**ЗАДАНИЕ 1**
Отредактируйте сохранённые строки, начиная со строки, содержащей «of the handrail», и заканчивая строкой, содержащей «of the metal». Приведите только эти строки, заменив «stone staircase» на «concrete staircase» и оставив всё прочее без изменений.
────────
Пролетариат физ. и пролетариат умствен. труда ч. 5

Редакция Бескома завершает публикацию научно-популярной работы Поля Лафарга о работниках физического и умственного труда. Несмотря на то, что данное исследование увидело свет в конце XIX века, оно будет интересно не только сторонникам марксизма, но и любителям истории. Те метаморфозы "превращения" пролетария, которые описал Лафарг в своем труде, из мелкого собственника (ремесленника или крестьянина) под воздействием зарождающейся крупной промышленности, далее в работника физического или умственного труда при капитализме, а затем снова в цельного человека при коммунизме, не оставят читателей равнодушными.

= = =

3. Распространение машинного производства на всю промышленность

Машина — рычаг промышленной метаморфозы. Она вторгается во все отрасли индустрии, так как ею научились производить тончай­шие операции, когда-то исполнявшиеся лишь руками искусного ре­месленника.
────────
**ЗАДАНИЕ 2**
Ответьте по выбранному фрагменту:
(a) Чью работу завершает публиковать редакция Бескома?
(b) Как озаглавлен раздел 3?
(c) Что названо рычагом промышленной метаморфозы?

**СОХРАНЁННЫЕ СТРОКИ**
────────
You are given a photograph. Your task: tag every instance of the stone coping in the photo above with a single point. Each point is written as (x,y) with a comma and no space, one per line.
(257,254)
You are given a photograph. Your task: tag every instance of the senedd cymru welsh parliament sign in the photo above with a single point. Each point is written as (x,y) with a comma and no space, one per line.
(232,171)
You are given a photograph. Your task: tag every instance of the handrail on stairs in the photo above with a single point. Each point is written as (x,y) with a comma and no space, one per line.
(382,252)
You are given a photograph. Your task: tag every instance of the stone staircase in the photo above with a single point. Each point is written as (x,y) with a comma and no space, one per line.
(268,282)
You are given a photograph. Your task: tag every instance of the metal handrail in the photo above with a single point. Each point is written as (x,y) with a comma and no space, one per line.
────────
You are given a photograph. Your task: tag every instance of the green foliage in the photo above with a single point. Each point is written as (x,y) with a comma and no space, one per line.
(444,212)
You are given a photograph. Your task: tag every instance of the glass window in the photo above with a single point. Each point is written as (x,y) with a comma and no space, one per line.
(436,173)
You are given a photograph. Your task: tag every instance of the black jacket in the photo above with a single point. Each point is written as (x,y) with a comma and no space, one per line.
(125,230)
────────
**РЕЗУЛЬТАТ 1**
You are given a photograph. Your task: tag every instance of the handrail on stairs in the photo above with a single point. Each point is written as (x,y) with a comma and no space, one per line.
(382,252)
You are given a photograph. Your task: tag every instance of the concrete staircase in the photo above with a single point. Each point is written as (x,y) with a comma and no space, one per line.
(268,282)
You are given a photograph. Your task: tag every instance of the metal handrail in the photo above with a single point. Each point is written as (x,y) with a comma and no space, one per line.

**РЕЗУЛЬТАТ 2**
(a) Поля Лафарга.
(b) «Распространение машинного производства на всю промышленность».
(c) Машина.